- _What this task involves_:
Type out the entries again, keeping every word unchanged.

Stored items:
▬▬▬

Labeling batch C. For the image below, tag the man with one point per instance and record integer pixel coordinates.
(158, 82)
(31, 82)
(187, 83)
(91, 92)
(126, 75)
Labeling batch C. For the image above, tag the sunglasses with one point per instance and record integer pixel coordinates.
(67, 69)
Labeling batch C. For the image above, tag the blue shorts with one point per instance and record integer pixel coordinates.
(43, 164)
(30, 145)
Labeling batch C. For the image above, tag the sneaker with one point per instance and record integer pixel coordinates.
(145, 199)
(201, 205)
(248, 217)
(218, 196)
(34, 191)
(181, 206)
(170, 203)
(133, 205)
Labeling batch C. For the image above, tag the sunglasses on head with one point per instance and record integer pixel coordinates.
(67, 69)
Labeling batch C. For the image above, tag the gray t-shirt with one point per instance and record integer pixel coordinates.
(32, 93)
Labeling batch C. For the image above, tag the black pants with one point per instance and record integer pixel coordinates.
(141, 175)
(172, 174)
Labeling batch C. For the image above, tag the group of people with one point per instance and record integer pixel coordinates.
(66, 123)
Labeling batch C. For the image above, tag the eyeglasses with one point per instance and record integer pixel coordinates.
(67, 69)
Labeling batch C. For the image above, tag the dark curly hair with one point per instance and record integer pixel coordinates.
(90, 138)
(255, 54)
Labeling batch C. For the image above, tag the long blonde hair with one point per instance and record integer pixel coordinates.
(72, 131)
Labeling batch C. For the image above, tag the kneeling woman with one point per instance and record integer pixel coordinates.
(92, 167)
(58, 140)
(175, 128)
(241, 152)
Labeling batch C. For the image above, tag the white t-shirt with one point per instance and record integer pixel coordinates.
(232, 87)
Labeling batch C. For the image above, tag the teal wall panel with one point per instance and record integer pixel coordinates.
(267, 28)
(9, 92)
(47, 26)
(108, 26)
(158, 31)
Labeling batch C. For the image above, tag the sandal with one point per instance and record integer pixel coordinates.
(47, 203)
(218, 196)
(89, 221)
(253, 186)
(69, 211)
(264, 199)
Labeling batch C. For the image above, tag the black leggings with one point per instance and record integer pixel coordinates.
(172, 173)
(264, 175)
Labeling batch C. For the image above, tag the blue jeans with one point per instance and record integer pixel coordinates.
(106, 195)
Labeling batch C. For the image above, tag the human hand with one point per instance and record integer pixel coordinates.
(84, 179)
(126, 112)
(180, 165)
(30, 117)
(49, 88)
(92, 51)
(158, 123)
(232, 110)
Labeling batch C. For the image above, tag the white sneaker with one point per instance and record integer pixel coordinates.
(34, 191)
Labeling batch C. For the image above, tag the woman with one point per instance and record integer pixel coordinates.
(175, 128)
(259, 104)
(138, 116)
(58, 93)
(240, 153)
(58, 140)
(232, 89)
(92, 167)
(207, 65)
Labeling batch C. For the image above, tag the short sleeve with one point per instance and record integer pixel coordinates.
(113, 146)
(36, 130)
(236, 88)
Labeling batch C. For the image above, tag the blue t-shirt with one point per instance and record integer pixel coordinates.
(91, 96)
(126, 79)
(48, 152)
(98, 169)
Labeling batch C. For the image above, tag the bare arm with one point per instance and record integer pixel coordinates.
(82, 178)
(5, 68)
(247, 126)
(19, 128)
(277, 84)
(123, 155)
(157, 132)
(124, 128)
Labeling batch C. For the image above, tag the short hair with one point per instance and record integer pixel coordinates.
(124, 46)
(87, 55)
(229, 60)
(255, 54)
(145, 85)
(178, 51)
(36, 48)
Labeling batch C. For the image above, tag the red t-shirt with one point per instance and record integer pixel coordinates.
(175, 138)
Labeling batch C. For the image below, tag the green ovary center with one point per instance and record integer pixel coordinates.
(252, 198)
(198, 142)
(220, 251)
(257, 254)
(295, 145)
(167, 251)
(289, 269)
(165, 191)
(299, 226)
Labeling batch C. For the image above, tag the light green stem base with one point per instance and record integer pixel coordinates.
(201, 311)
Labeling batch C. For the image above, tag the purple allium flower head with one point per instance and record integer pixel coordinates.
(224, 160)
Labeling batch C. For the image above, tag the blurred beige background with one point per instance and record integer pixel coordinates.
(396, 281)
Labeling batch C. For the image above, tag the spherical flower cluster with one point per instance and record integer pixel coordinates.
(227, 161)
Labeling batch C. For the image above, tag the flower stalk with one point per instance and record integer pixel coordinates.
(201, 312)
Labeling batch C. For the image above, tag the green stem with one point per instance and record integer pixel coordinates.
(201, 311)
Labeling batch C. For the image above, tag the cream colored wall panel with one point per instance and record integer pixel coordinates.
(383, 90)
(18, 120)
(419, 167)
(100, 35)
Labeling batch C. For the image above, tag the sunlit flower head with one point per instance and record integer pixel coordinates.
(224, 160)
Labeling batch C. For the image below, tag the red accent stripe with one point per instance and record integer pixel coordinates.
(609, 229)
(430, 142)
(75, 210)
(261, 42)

▬▬▬

- _Completed task_:
Labeling batch C. For the image below, tag the man with one point per instance and record integer pixel coordinates.
(158, 82)
(31, 82)
(187, 83)
(91, 92)
(126, 75)
Labeling batch C. For the image above, tag the sunglasses with one point per instance and record integer pixel coordinates.
(67, 69)
Labeling batch C. For the image above, tag the blue shorts with one point per instance and record integer pixel coordinates.
(43, 164)
(30, 145)
Labeling batch C. For the image above, tag the sneaker with one point per instance and record integer pixel coordinates.
(145, 199)
(201, 205)
(248, 217)
(218, 196)
(34, 191)
(181, 206)
(170, 203)
(133, 205)
Labeling batch C. For the image above, tag the sunglasses on head with one point per instance and record integer pixel coordinates.
(67, 69)
Labeling batch C. For the image above, tag the gray t-shirt with one point per instance and record integer pixel coordinates.
(32, 93)
Labeling batch C. For the image above, tag the black pants with one point per instance and record integer pixel coordinates.
(141, 175)
(172, 174)
Labeling batch C. For the image above, tag the group of people with one point per instance and record integer pixel coordinates.
(66, 123)
Labeling batch C. For the image above, tag the eyeglasses with one point per instance and record integer pixel coordinates.
(67, 69)
Labeling batch C. For the image above, tag the dark curly hair with one point per instance and record integer pixel coordinates.
(90, 138)
(255, 54)
Labeling batch C. For the image above, tag the long blonde hair with one point per instance and record integer pixel coordinates.
(72, 131)
Labeling batch C. For the image above, tag the kneeling woman with one point per instance and record integer pixel coordinates.
(92, 167)
(58, 140)
(175, 128)
(241, 152)
Labeling batch C. For the image above, tag the white t-shirt with one point per instance and record integer pixel coordinates.
(232, 87)
Labeling batch C. For the image above, tag the teal wall panel with one point per instance and record integer pixel coordinates.
(267, 28)
(9, 92)
(47, 26)
(108, 26)
(158, 31)
Labeling batch C. For the image above, tag the sandal with one point per instance and record integer pixel coordinates.
(47, 203)
(218, 196)
(89, 221)
(253, 186)
(69, 211)
(264, 199)
Labeling batch C. For the image above, tag the black leggings with one point per instance and record integer pixel coordinates.
(172, 173)
(264, 175)
Labeling batch C. For the image above, tag the blue jeans with one point per instance and record integer pixel coordinates.
(106, 195)
Labeling batch C. For the image above, tag the human hand with one point per instance and record integer pixel coordinates.
(84, 179)
(126, 112)
(180, 165)
(30, 117)
(49, 88)
(92, 51)
(158, 123)
(232, 110)
Labeling batch C. For the image above, tag the white sneaker with one point per instance and record integer pixel coordinates.
(34, 191)
Labeling batch C. For the image above, tag the woman with one point per instance and record integer pixel coordinates.
(175, 128)
(259, 104)
(138, 116)
(58, 93)
(240, 153)
(58, 140)
(232, 89)
(92, 167)
(207, 65)
Labeling batch C. For the image above, tag the short sleeve with one point per instance and record integer pixel coordinates.
(113, 146)
(36, 130)
(236, 88)
Labeling batch C. For the image above, tag the blue t-shirt with one point per instance and record integer pixel coordinates.
(91, 96)
(126, 79)
(48, 152)
(98, 169)
Labeling batch C. For the image above, tag the bare arm with one point per instance and record integer pixel coordinates.
(82, 178)
(5, 68)
(247, 126)
(19, 128)
(277, 84)
(123, 155)
(157, 132)
(124, 128)
Labeling batch C. For the image above, tag the short hair with one point per instance and record integer pixel coordinates.
(124, 46)
(87, 55)
(229, 60)
(255, 54)
(145, 85)
(178, 51)
(36, 48)
Labeling batch C. For the image above, tag the red t-shirt with one point per instance and record integer pixel coordinates.
(175, 138)
Labeling batch C. For the image below, tag the green ovary center with one point per instance and record integer pixel coordinates.
(252, 198)
(198, 142)
(220, 251)
(257, 254)
(295, 145)
(167, 251)
(289, 269)
(165, 191)
(299, 226)
Labeling batch C. For the image above, tag the light green stem base with one point per instance and record integer pixel coordinates.
(201, 311)
Labeling batch C. For the image above, tag the purple allium flower head with one point per instance and record integer pixel coordinates.
(224, 160)
Labeling batch C. For the image above, tag the blurred beige background with one point per instance and record integer pixel coordinates.
(396, 281)
Labeling batch C. For the image above, tag the spherical flower cluster with one point per instance and record integer pixel coordinates.
(227, 161)
Labeling batch C. For the image above, tag the flower stalk with one point per instance and record integer pixel coordinates.
(201, 312)
Labeling batch C. For the image above, tag the green stem with one point per instance and record integer pixel coordinates.
(201, 311)
Labeling batch C. For the image above, tag the cream colored wall panel with one point per instance and record integer pixel coordinates.
(383, 90)
(18, 120)
(419, 167)
(100, 35)
Labeling batch C. For the image above, tag the sunlit flower head with one point per instance and record integer pixel coordinates.
(224, 160)
Labeling batch C. For the image below, tag the red accent stripe with one point per instance and record integer pixel coordinates.
(609, 229)
(430, 142)
(75, 210)
(261, 42)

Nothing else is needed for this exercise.